* **Tarefa proposta a**
De acordo com o texto fornecido, de onde advinha sobretudo a «qualidade táctil» do cinema?

= = = = = = =

Um dos aspectos mais importantes desta situação é o facto de, pela primeira vez, o aparelhamento técnico da percepção não incidir privilegiadamente na visão, mas antes num modelo multisensorial. É curioso relembrar que Benjamin falava já duma necessária perda de relevância da visão, a respeito do próprio cinema. A novidade do cinema, enquanto dispositivo óptico, era a de que ele possuía uma «qualidade táctil», a qual advinha sobretudo da técnica da montagem. Ora, o mais importante é que, para Benjamin, esta nova qualidade perceptiva respondia a uma necessidade histórica da própria experiência humana pois, como diz: «as tarefas que são apresentadas ao aparelho de percepção humana, em épocas de mudança histórica, não podem ser resolvidas por meios apenas visuais, ou seja da contemplação. Elas só são dominadas gradualmente, pelo hábito, após a aproximação da recepção táctil»[9]. É importante notar que, ainda hoje, as «alterações no medium da percepção» (para usar a expressão de Benjamin), continuam a pôr na ordem do dia a perda da centralidade da visão e uma certa revalorização do táctil, como se desta reconfiguração da sensorialidade humana dependesse, de facto, como sugeria Benjamin, a possibilidade de nos posicionarmos relativamente às transformações radicais da nossa experiência, em vez de sermos delas meros espectadores.

 

É um facto que o modo de hierarquização e de organização das tarefas da percepção não constituem uma condição puramente biológica, dada à partida, e que a sua forma histórica decide, a cada momento, aspectos fundamentais da nossa experiência. No caso do olho, Jonhatan Crary mostra bem que a visão moderna consistiu fundamentalmente num conjunto de técnicas para constuir o sujeito em observador[10]. Deste processo fez parte, precisamente, a dissociação entre o tacto e o acto de ver, que se encontravam ainda integrados no caso da concepção clássica da visão. Distinção e sobrevalorização da visão, de consequências determinantes em termos científicos, filosóficos e políticos. Boa parte do pensamento crítico moderno tem consistido, aliás, no desmascaramento desta centralidade da visão, como teoria, panóptico ou espectáculo. Em A sociedade do Espectáculo, também Debord relaciona a imposição do «espectáculo» com a sobrevalorização da visão, em detrimento dos outros sentidos, nomeadamente o do tacto: «Uma vez que a função do espectáculo é a de fazer com que o mundo deixe de ser directamente perceptível, para ser visto através de diversas mediações, é inevitável que procurasse elevar o sentido humano da visão ao lugar especial que era anteriormente ocupado pelo tacto; a visão, como o mais abstracto dos sentidos, e o mais facilmente enganado, é hoje naturalmente o sentido mais prontamente adaptável à abstracção generalizada da sociedade»[11].

= = = = = = =

* **Tarefa proposta b**
Reproduza apenas o trecho da listagem que vai da linha que contém "of the suit" até ao fim da listagem, pedidos incluídos. Aumente em 10 cada coordenada das respostas.

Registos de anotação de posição
= = = = = = =

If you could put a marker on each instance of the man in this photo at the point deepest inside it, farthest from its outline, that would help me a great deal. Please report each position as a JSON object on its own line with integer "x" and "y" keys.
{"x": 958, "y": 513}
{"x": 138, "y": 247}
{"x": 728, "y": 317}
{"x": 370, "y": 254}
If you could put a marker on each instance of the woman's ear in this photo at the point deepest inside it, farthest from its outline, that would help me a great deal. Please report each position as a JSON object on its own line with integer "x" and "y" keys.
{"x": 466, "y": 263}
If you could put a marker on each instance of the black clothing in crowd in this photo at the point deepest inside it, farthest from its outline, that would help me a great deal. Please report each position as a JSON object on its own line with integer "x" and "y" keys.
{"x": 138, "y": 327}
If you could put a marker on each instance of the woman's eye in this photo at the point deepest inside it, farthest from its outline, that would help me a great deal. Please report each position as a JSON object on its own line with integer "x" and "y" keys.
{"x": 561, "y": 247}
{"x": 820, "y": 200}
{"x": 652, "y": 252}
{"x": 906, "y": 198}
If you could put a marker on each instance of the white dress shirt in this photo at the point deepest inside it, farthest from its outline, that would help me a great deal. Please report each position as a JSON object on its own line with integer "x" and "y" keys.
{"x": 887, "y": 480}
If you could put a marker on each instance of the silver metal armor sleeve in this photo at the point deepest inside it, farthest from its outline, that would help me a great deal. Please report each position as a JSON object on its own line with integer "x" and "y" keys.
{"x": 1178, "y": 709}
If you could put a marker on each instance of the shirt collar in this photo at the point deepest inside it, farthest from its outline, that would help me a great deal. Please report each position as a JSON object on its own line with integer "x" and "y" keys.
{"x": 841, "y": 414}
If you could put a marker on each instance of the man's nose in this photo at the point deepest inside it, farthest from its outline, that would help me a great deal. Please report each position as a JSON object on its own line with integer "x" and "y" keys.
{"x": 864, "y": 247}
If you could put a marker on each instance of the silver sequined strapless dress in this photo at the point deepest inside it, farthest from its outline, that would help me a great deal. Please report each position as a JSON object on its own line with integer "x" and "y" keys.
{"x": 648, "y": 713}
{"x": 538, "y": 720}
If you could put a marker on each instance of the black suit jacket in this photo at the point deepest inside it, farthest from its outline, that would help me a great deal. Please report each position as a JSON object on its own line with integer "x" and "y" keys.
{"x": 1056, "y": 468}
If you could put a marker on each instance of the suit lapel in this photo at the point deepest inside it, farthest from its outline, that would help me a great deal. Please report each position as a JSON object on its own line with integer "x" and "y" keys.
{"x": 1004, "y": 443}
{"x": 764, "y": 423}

= = = = = = =

* **Resultado esperado a**
Advinha sobretudo da técnica da montagem.

* **Resultado esperado b**
If you could put a marker on each instance of the suit lapel in this photo at the point deepest inside it, farthest from its outline, that would help me a great deal. Please report each position as a JSON object on its own line with integer "x" and "y" keys.
{"x": 1014, "y": 453}
{"x": 774, "y": 433}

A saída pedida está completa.